§ **Aim**
Extract every line of the material that contains the string "cloud", matching case exactly.

§ **Input records**
==================================================

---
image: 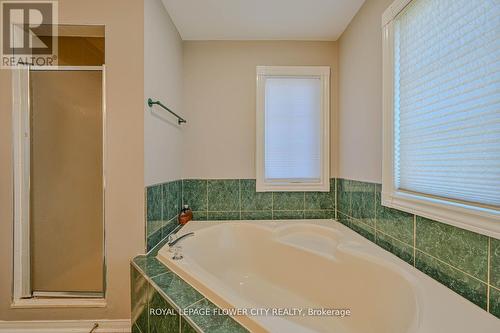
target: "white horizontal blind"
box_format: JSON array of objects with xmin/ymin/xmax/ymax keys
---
[
  {"xmin": 264, "ymin": 77, "xmax": 322, "ymax": 182},
  {"xmin": 394, "ymin": 0, "xmax": 500, "ymax": 206}
]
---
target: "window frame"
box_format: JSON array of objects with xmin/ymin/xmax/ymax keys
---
[
  {"xmin": 381, "ymin": 0, "xmax": 500, "ymax": 238},
  {"xmin": 255, "ymin": 66, "xmax": 330, "ymax": 192}
]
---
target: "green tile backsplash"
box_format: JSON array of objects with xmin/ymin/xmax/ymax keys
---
[
  {"xmin": 146, "ymin": 179, "xmax": 500, "ymax": 320},
  {"xmin": 336, "ymin": 179, "xmax": 500, "ymax": 318},
  {"xmin": 130, "ymin": 255, "xmax": 248, "ymax": 333}
]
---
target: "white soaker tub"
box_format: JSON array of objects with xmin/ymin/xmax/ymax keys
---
[{"xmin": 158, "ymin": 220, "xmax": 500, "ymax": 333}]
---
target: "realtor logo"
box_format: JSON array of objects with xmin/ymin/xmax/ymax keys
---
[{"xmin": 0, "ymin": 1, "xmax": 58, "ymax": 68}]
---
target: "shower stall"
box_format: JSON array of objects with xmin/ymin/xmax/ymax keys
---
[{"xmin": 13, "ymin": 65, "xmax": 106, "ymax": 298}]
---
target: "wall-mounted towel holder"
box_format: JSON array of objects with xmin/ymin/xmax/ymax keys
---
[{"xmin": 148, "ymin": 98, "xmax": 187, "ymax": 125}]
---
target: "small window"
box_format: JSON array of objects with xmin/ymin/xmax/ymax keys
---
[
  {"xmin": 256, "ymin": 66, "xmax": 330, "ymax": 191},
  {"xmin": 382, "ymin": 0, "xmax": 500, "ymax": 237}
]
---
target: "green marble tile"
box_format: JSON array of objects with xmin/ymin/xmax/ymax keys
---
[
  {"xmin": 134, "ymin": 255, "xmax": 170, "ymax": 277},
  {"xmin": 416, "ymin": 216, "xmax": 488, "ymax": 281},
  {"xmin": 349, "ymin": 219, "xmax": 375, "ymax": 242},
  {"xmin": 182, "ymin": 179, "xmax": 207, "ymax": 211},
  {"xmin": 146, "ymin": 185, "xmax": 162, "ymax": 221},
  {"xmin": 163, "ymin": 180, "xmax": 182, "ymax": 220},
  {"xmin": 377, "ymin": 197, "xmax": 414, "ymax": 245},
  {"xmin": 337, "ymin": 211, "xmax": 351, "ymax": 227},
  {"xmin": 273, "ymin": 192, "xmax": 304, "ymax": 211},
  {"xmin": 375, "ymin": 231, "xmax": 413, "ymax": 265},
  {"xmin": 130, "ymin": 266, "xmax": 149, "ymax": 332},
  {"xmin": 490, "ymin": 238, "xmax": 500, "ymax": 289},
  {"xmin": 180, "ymin": 318, "xmax": 198, "ymax": 333},
  {"xmin": 153, "ymin": 272, "xmax": 203, "ymax": 309},
  {"xmin": 351, "ymin": 189, "xmax": 375, "ymax": 227},
  {"xmin": 273, "ymin": 210, "xmax": 304, "ymax": 220},
  {"xmin": 146, "ymin": 220, "xmax": 164, "ymax": 236},
  {"xmin": 241, "ymin": 210, "xmax": 273, "ymax": 220},
  {"xmin": 346, "ymin": 180, "xmax": 375, "ymax": 193},
  {"xmin": 240, "ymin": 179, "xmax": 273, "ymax": 211},
  {"xmin": 149, "ymin": 287, "xmax": 180, "ymax": 333},
  {"xmin": 130, "ymin": 324, "xmax": 142, "ymax": 333},
  {"xmin": 304, "ymin": 209, "xmax": 335, "ymax": 219},
  {"xmin": 415, "ymin": 251, "xmax": 487, "ymax": 309},
  {"xmin": 193, "ymin": 211, "xmax": 208, "ymax": 221},
  {"xmin": 189, "ymin": 299, "xmax": 248, "ymax": 333},
  {"xmin": 490, "ymin": 287, "xmax": 500, "ymax": 319},
  {"xmin": 305, "ymin": 188, "xmax": 335, "ymax": 210},
  {"xmin": 161, "ymin": 217, "xmax": 179, "ymax": 238},
  {"xmin": 337, "ymin": 178, "xmax": 351, "ymax": 215},
  {"xmin": 208, "ymin": 179, "xmax": 240, "ymax": 211},
  {"xmin": 207, "ymin": 212, "xmax": 240, "ymax": 221}
]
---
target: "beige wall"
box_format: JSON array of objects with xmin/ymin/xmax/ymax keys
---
[
  {"xmin": 0, "ymin": 0, "xmax": 144, "ymax": 320},
  {"xmin": 338, "ymin": 0, "xmax": 393, "ymax": 183},
  {"xmin": 183, "ymin": 41, "xmax": 338, "ymax": 178},
  {"xmin": 144, "ymin": 0, "xmax": 184, "ymax": 185}
]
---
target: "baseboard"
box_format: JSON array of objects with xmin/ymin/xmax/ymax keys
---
[{"xmin": 0, "ymin": 319, "xmax": 130, "ymax": 333}]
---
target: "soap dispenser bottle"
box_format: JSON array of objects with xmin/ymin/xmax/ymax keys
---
[{"xmin": 179, "ymin": 205, "xmax": 193, "ymax": 225}]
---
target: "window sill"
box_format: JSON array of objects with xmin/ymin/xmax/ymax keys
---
[
  {"xmin": 382, "ymin": 191, "xmax": 500, "ymax": 239},
  {"xmin": 10, "ymin": 298, "xmax": 106, "ymax": 309}
]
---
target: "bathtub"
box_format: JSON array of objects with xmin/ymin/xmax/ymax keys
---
[{"xmin": 158, "ymin": 220, "xmax": 500, "ymax": 333}]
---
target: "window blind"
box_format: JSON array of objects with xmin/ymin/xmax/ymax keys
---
[
  {"xmin": 264, "ymin": 77, "xmax": 322, "ymax": 182},
  {"xmin": 394, "ymin": 0, "xmax": 500, "ymax": 206}
]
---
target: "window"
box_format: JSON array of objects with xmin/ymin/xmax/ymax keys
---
[
  {"xmin": 382, "ymin": 0, "xmax": 500, "ymax": 237},
  {"xmin": 256, "ymin": 66, "xmax": 330, "ymax": 191}
]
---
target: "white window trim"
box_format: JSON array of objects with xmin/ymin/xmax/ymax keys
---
[
  {"xmin": 382, "ymin": 0, "xmax": 500, "ymax": 238},
  {"xmin": 255, "ymin": 66, "xmax": 330, "ymax": 192}
]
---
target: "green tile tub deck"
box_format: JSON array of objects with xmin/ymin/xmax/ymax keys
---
[
  {"xmin": 207, "ymin": 179, "xmax": 241, "ymax": 210},
  {"xmin": 146, "ymin": 185, "xmax": 162, "ymax": 221},
  {"xmin": 415, "ymin": 251, "xmax": 488, "ymax": 310},
  {"xmin": 336, "ymin": 179, "xmax": 500, "ymax": 318},
  {"xmin": 240, "ymin": 179, "xmax": 273, "ymax": 211},
  {"xmin": 182, "ymin": 179, "xmax": 208, "ymax": 212},
  {"xmin": 489, "ymin": 287, "xmax": 500, "ymax": 318},
  {"xmin": 272, "ymin": 192, "xmax": 305, "ymax": 211},
  {"xmin": 375, "ymin": 232, "xmax": 414, "ymax": 266},
  {"xmin": 131, "ymin": 256, "xmax": 248, "ymax": 333},
  {"xmin": 162, "ymin": 180, "xmax": 182, "ymax": 221},
  {"xmin": 490, "ymin": 238, "xmax": 500, "ymax": 290},
  {"xmin": 146, "ymin": 178, "xmax": 500, "ymax": 318},
  {"xmin": 146, "ymin": 178, "xmax": 338, "ymax": 228},
  {"xmin": 145, "ymin": 180, "xmax": 182, "ymax": 251}
]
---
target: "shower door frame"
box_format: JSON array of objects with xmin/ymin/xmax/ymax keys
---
[{"xmin": 11, "ymin": 65, "xmax": 107, "ymax": 308}]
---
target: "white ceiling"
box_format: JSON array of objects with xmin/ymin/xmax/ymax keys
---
[{"xmin": 162, "ymin": 0, "xmax": 365, "ymax": 40}]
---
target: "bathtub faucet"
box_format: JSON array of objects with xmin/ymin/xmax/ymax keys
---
[{"xmin": 167, "ymin": 232, "xmax": 194, "ymax": 246}]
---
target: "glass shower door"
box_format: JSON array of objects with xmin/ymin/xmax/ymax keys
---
[{"xmin": 29, "ymin": 66, "xmax": 105, "ymax": 297}]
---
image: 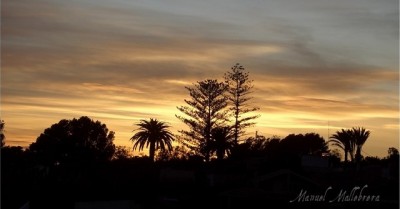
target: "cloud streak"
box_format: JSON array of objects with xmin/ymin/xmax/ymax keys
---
[{"xmin": 1, "ymin": 0, "xmax": 399, "ymax": 156}]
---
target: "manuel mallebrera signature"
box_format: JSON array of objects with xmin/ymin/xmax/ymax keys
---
[{"xmin": 289, "ymin": 185, "xmax": 380, "ymax": 203}]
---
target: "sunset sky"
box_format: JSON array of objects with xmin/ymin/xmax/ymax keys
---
[{"xmin": 1, "ymin": 0, "xmax": 399, "ymax": 157}]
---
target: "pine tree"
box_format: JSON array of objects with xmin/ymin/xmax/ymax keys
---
[
  {"xmin": 176, "ymin": 79, "xmax": 227, "ymax": 161},
  {"xmin": 224, "ymin": 63, "xmax": 259, "ymax": 145}
]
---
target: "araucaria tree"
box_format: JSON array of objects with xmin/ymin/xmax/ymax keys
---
[
  {"xmin": 176, "ymin": 79, "xmax": 227, "ymax": 161},
  {"xmin": 224, "ymin": 63, "xmax": 259, "ymax": 144}
]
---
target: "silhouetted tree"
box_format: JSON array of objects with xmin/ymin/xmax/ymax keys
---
[
  {"xmin": 387, "ymin": 147, "xmax": 399, "ymax": 158},
  {"xmin": 211, "ymin": 127, "xmax": 233, "ymax": 160},
  {"xmin": 224, "ymin": 63, "xmax": 259, "ymax": 145},
  {"xmin": 351, "ymin": 127, "xmax": 370, "ymax": 165},
  {"xmin": 176, "ymin": 79, "xmax": 227, "ymax": 161},
  {"xmin": 29, "ymin": 116, "xmax": 115, "ymax": 165},
  {"xmin": 280, "ymin": 133, "xmax": 328, "ymax": 156},
  {"xmin": 130, "ymin": 118, "xmax": 174, "ymax": 162},
  {"xmin": 0, "ymin": 120, "xmax": 6, "ymax": 147},
  {"xmin": 113, "ymin": 146, "xmax": 132, "ymax": 160},
  {"xmin": 156, "ymin": 146, "xmax": 188, "ymax": 161},
  {"xmin": 328, "ymin": 129, "xmax": 356, "ymax": 163}
]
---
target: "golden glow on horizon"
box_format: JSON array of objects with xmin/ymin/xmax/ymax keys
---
[{"xmin": 1, "ymin": 0, "xmax": 399, "ymax": 156}]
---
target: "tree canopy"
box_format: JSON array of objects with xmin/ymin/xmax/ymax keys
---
[
  {"xmin": 176, "ymin": 79, "xmax": 228, "ymax": 161},
  {"xmin": 29, "ymin": 116, "xmax": 115, "ymax": 165},
  {"xmin": 224, "ymin": 63, "xmax": 259, "ymax": 145}
]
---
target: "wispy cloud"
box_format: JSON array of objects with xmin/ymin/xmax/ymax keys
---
[{"xmin": 1, "ymin": 0, "xmax": 399, "ymax": 155}]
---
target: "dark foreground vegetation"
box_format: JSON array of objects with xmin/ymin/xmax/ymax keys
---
[{"xmin": 0, "ymin": 64, "xmax": 399, "ymax": 209}]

==================================================

§ **Solution for this task**
target: "cloud streak"
target: "wispy cloud"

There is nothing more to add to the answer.